WHAT YOU ARE ASKED TO DO: Only the lines of the data below from the one with "in gray hoodie" through the one with "for: blue balloon" are wanted. Repeat them exactly.

━━━━━ DATA SECTION

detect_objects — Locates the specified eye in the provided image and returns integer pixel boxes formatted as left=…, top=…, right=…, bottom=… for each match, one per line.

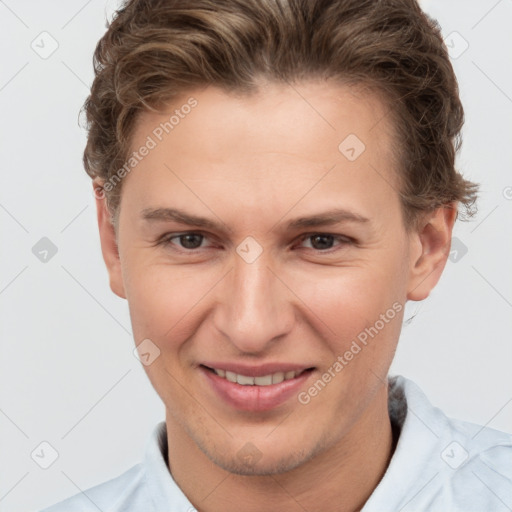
left=298, top=233, right=352, bottom=251
left=157, top=231, right=353, bottom=254
left=159, top=232, right=208, bottom=250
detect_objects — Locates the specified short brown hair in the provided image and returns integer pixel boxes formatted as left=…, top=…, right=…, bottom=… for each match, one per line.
left=83, top=0, right=478, bottom=229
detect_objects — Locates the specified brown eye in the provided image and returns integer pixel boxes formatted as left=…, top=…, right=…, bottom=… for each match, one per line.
left=177, top=234, right=204, bottom=249
left=298, top=233, right=353, bottom=252
left=309, top=234, right=335, bottom=250
left=160, top=232, right=208, bottom=250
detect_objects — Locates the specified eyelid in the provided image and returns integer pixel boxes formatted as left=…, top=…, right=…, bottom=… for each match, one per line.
left=296, top=233, right=354, bottom=250
left=158, top=230, right=213, bottom=250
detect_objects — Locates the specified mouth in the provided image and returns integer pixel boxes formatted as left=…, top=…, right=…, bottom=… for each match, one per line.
left=199, top=364, right=316, bottom=411
left=201, top=365, right=312, bottom=386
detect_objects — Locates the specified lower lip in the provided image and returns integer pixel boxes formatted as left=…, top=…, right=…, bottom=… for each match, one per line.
left=201, top=366, right=314, bottom=412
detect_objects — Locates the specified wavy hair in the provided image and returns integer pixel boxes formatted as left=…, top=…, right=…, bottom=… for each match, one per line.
left=82, top=0, right=478, bottom=229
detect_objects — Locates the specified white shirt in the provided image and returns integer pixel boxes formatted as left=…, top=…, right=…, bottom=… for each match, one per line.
left=39, top=376, right=512, bottom=511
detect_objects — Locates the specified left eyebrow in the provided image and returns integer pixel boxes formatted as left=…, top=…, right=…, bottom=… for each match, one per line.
left=284, top=209, right=370, bottom=230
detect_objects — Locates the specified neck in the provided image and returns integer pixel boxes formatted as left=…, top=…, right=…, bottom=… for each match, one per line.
left=166, top=384, right=393, bottom=512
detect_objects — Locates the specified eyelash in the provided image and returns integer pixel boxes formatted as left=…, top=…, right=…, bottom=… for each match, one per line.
left=157, top=231, right=354, bottom=254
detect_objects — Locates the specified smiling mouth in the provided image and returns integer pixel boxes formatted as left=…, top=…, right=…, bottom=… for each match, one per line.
left=201, top=365, right=315, bottom=386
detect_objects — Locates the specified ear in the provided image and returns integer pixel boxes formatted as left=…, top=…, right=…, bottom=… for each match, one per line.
left=407, top=204, right=458, bottom=301
left=93, top=180, right=126, bottom=299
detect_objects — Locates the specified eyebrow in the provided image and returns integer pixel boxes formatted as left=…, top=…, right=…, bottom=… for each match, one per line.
left=141, top=207, right=370, bottom=232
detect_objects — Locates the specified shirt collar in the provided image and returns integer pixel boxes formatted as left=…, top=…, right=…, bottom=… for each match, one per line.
left=141, top=419, right=195, bottom=511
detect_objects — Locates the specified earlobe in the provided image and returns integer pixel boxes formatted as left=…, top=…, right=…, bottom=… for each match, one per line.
left=93, top=181, right=127, bottom=299
left=407, top=204, right=458, bottom=302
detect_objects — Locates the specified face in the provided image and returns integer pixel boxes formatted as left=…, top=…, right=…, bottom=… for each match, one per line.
left=96, top=80, right=454, bottom=475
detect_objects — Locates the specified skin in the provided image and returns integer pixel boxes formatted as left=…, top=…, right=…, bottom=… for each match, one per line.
left=95, top=80, right=456, bottom=512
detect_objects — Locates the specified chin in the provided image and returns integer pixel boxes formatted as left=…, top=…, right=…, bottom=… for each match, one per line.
left=197, top=435, right=320, bottom=476
left=212, top=451, right=308, bottom=476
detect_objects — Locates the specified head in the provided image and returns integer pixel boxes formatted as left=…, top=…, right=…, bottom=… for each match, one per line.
left=86, top=0, right=478, bottom=475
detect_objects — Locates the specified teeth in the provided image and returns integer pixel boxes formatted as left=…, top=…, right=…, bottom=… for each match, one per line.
left=237, top=374, right=255, bottom=386
left=225, top=371, right=237, bottom=383
left=213, top=368, right=300, bottom=386
left=272, top=371, right=284, bottom=384
left=254, top=375, right=272, bottom=386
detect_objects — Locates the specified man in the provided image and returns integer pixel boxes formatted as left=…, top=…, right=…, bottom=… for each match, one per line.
left=40, top=0, right=511, bottom=510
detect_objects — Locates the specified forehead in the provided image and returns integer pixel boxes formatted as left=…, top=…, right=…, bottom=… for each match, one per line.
left=121, top=80, right=401, bottom=230
left=134, top=80, right=395, bottom=162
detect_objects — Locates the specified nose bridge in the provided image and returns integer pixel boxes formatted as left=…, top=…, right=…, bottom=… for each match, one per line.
left=213, top=251, right=293, bottom=353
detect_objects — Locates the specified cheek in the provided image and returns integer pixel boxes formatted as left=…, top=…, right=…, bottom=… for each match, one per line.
left=289, top=263, right=405, bottom=346
left=123, top=259, right=220, bottom=343
left=124, top=265, right=211, bottom=397
left=293, top=268, right=405, bottom=418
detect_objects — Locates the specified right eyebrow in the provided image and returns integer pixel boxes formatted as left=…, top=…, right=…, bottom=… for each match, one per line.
left=140, top=207, right=225, bottom=231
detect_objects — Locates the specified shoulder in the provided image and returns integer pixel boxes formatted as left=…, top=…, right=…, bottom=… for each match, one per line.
left=366, top=376, right=512, bottom=512
left=38, top=463, right=149, bottom=512
left=437, top=414, right=512, bottom=509
left=399, top=375, right=512, bottom=476
left=37, top=421, right=187, bottom=512
left=402, top=375, right=512, bottom=475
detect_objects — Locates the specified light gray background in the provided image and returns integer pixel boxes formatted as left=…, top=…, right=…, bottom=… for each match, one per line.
left=1, top=1, right=511, bottom=511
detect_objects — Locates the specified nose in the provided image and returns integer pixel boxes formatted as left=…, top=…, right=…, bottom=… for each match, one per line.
left=212, top=250, right=295, bottom=354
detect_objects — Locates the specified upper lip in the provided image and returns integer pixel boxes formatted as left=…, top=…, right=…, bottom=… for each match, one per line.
left=200, top=362, right=314, bottom=377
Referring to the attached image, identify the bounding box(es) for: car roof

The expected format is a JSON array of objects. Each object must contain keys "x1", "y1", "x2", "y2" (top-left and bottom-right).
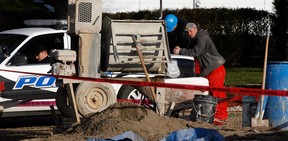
[
  {"x1": 171, "y1": 54, "x2": 194, "y2": 60},
  {"x1": 0, "y1": 27, "x2": 66, "y2": 36}
]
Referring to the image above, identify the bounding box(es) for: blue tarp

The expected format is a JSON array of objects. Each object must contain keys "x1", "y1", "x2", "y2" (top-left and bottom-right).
[
  {"x1": 86, "y1": 130, "x2": 144, "y2": 141},
  {"x1": 86, "y1": 128, "x2": 225, "y2": 141}
]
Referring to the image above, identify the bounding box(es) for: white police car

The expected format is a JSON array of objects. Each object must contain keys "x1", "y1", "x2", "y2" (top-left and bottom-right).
[
  {"x1": 0, "y1": 27, "x2": 68, "y2": 117},
  {"x1": 0, "y1": 27, "x2": 209, "y2": 118}
]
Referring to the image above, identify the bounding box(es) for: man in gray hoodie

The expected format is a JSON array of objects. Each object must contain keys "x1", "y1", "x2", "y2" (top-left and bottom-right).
[{"x1": 173, "y1": 23, "x2": 227, "y2": 125}]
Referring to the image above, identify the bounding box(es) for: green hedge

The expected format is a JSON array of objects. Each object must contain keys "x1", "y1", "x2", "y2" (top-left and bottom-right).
[{"x1": 104, "y1": 8, "x2": 276, "y2": 67}]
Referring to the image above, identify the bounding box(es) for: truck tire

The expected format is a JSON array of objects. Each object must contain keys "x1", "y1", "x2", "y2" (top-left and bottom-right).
[
  {"x1": 56, "y1": 87, "x2": 74, "y2": 118},
  {"x1": 76, "y1": 82, "x2": 116, "y2": 116},
  {"x1": 117, "y1": 85, "x2": 154, "y2": 102}
]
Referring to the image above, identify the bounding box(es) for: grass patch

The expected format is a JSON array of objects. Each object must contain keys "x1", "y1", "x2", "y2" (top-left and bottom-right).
[{"x1": 225, "y1": 67, "x2": 263, "y2": 86}]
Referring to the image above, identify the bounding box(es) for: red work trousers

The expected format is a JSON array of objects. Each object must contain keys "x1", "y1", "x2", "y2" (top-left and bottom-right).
[{"x1": 205, "y1": 65, "x2": 228, "y2": 120}]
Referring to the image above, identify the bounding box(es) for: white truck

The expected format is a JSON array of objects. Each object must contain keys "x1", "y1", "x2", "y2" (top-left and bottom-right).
[{"x1": 0, "y1": 0, "x2": 209, "y2": 118}]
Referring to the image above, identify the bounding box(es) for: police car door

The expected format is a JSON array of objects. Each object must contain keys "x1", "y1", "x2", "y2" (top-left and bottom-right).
[{"x1": 1, "y1": 33, "x2": 65, "y2": 100}]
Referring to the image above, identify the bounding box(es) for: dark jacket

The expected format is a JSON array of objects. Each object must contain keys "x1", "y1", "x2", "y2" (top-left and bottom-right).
[
  {"x1": 179, "y1": 29, "x2": 225, "y2": 76},
  {"x1": 167, "y1": 19, "x2": 191, "y2": 53},
  {"x1": 39, "y1": 56, "x2": 50, "y2": 63}
]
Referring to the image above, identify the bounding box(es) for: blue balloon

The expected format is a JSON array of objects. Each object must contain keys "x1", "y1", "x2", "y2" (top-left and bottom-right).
[{"x1": 164, "y1": 14, "x2": 178, "y2": 32}]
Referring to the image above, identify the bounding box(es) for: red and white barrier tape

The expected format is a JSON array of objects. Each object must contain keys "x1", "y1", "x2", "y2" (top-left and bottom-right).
[{"x1": 0, "y1": 69, "x2": 287, "y2": 97}]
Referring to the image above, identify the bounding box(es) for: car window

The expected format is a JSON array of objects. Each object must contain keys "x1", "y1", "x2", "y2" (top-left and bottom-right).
[
  {"x1": 8, "y1": 33, "x2": 65, "y2": 65},
  {"x1": 0, "y1": 34, "x2": 27, "y2": 64},
  {"x1": 174, "y1": 58, "x2": 195, "y2": 78}
]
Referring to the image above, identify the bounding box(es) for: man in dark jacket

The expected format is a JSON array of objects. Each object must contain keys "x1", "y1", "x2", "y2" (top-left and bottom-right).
[
  {"x1": 164, "y1": 14, "x2": 191, "y2": 53},
  {"x1": 173, "y1": 23, "x2": 227, "y2": 125},
  {"x1": 35, "y1": 45, "x2": 50, "y2": 63}
]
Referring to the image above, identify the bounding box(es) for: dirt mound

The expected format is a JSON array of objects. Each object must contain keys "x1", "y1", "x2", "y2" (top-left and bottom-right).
[{"x1": 70, "y1": 102, "x2": 214, "y2": 140}]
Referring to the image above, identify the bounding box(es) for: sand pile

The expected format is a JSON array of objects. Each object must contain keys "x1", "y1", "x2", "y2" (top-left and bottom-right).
[{"x1": 65, "y1": 102, "x2": 213, "y2": 140}]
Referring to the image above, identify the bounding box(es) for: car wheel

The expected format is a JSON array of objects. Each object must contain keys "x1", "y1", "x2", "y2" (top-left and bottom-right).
[
  {"x1": 117, "y1": 85, "x2": 154, "y2": 102},
  {"x1": 76, "y1": 82, "x2": 116, "y2": 117},
  {"x1": 55, "y1": 87, "x2": 74, "y2": 118}
]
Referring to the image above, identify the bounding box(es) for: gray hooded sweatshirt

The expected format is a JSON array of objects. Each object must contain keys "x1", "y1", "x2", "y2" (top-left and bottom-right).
[{"x1": 179, "y1": 29, "x2": 225, "y2": 76}]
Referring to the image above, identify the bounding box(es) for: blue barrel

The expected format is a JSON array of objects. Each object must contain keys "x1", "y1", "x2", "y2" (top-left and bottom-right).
[{"x1": 265, "y1": 61, "x2": 288, "y2": 130}]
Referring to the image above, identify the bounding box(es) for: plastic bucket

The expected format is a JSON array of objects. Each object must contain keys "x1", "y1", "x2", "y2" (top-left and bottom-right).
[
  {"x1": 190, "y1": 95, "x2": 217, "y2": 123},
  {"x1": 264, "y1": 61, "x2": 288, "y2": 130}
]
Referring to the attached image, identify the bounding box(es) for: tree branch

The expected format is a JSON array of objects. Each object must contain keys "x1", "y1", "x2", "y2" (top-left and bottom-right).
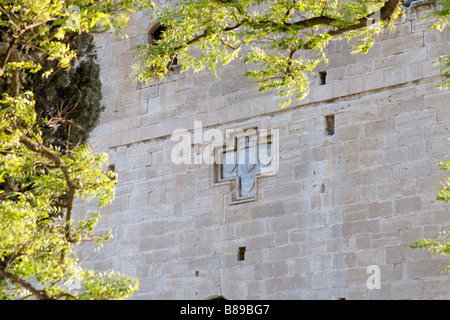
[
  {"x1": 18, "y1": 134, "x2": 77, "y2": 243},
  {"x1": 264, "y1": 0, "x2": 402, "y2": 34},
  {"x1": 180, "y1": 22, "x2": 244, "y2": 49},
  {"x1": 64, "y1": 187, "x2": 76, "y2": 241},
  {"x1": 0, "y1": 38, "x2": 18, "y2": 77},
  {"x1": 169, "y1": 0, "x2": 402, "y2": 54},
  {"x1": 0, "y1": 5, "x2": 56, "y2": 78},
  {"x1": 0, "y1": 267, "x2": 56, "y2": 300},
  {"x1": 0, "y1": 5, "x2": 21, "y2": 30}
]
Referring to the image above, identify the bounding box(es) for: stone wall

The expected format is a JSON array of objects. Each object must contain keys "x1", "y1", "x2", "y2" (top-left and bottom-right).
[{"x1": 78, "y1": 1, "x2": 450, "y2": 299}]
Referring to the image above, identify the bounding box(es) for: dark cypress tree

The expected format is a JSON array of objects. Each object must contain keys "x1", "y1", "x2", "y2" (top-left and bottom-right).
[
  {"x1": 1, "y1": 30, "x2": 103, "y2": 150},
  {"x1": 25, "y1": 32, "x2": 104, "y2": 151},
  {"x1": 0, "y1": 31, "x2": 104, "y2": 219}
]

━━━━━━━━━━

ANSWER SPACE:
Referring to the image above, identify the bounding box(es) for: man in gray hoodie

The expected format is a JSON array of objects. Each object must contain keys "x1", "y1", "x2", "y2" (top-left and bottom-right).
[{"x1": 173, "y1": 23, "x2": 227, "y2": 125}]
Referring to the image above, identify the bounding box(es) for: green hedge

The expected format is a JSON array of objects. Each object must contain keys "x1", "y1", "x2", "y2" (top-left and bottom-right).
[{"x1": 104, "y1": 8, "x2": 276, "y2": 67}]
Referring to the image above, identify the bounding box(es) for: truck tire

The expected format is a JSON array of objects. Each object must contain keys "x1", "y1", "x2", "y2" (top-left and bottom-right).
[
  {"x1": 56, "y1": 87, "x2": 74, "y2": 118},
  {"x1": 76, "y1": 82, "x2": 116, "y2": 116},
  {"x1": 117, "y1": 85, "x2": 154, "y2": 102}
]
Referring to the image above, identify the bounding box(es) for: grass patch

The expected format is a JSON array of objects. Each object must contain keys "x1", "y1", "x2", "y2" (top-left and bottom-right).
[{"x1": 225, "y1": 67, "x2": 263, "y2": 86}]
Referring to the image above, identify the bounding box(es) for: red work trousers

The expected format is a JSON array of objects. Each object must contain keys "x1", "y1", "x2", "y2" (top-left and bottom-right).
[{"x1": 205, "y1": 65, "x2": 228, "y2": 120}]
Referring to the image above, identify the bounding box(es) for: white truck

The expected format is a JSON array of objects. Each object must contain keys "x1", "y1", "x2", "y2" (top-left and bottom-right).
[{"x1": 0, "y1": 0, "x2": 209, "y2": 118}]
Referring to the image above, identify the bounding box(es) for: police car door

The expected format is a JSON array of objects. Each object must contain keys "x1", "y1", "x2", "y2" (top-left and bottom-right).
[{"x1": 1, "y1": 33, "x2": 65, "y2": 100}]
Referring to the image above, identify the bounding box(es) for: dark jacket

The expected format is a JSON array of objects. Each object must contain keys "x1", "y1", "x2", "y2" (top-left and bottom-right).
[
  {"x1": 179, "y1": 29, "x2": 225, "y2": 76},
  {"x1": 167, "y1": 19, "x2": 191, "y2": 53},
  {"x1": 39, "y1": 56, "x2": 50, "y2": 63}
]
Referring to the image above, identify the bounding box(es) for: blue balloon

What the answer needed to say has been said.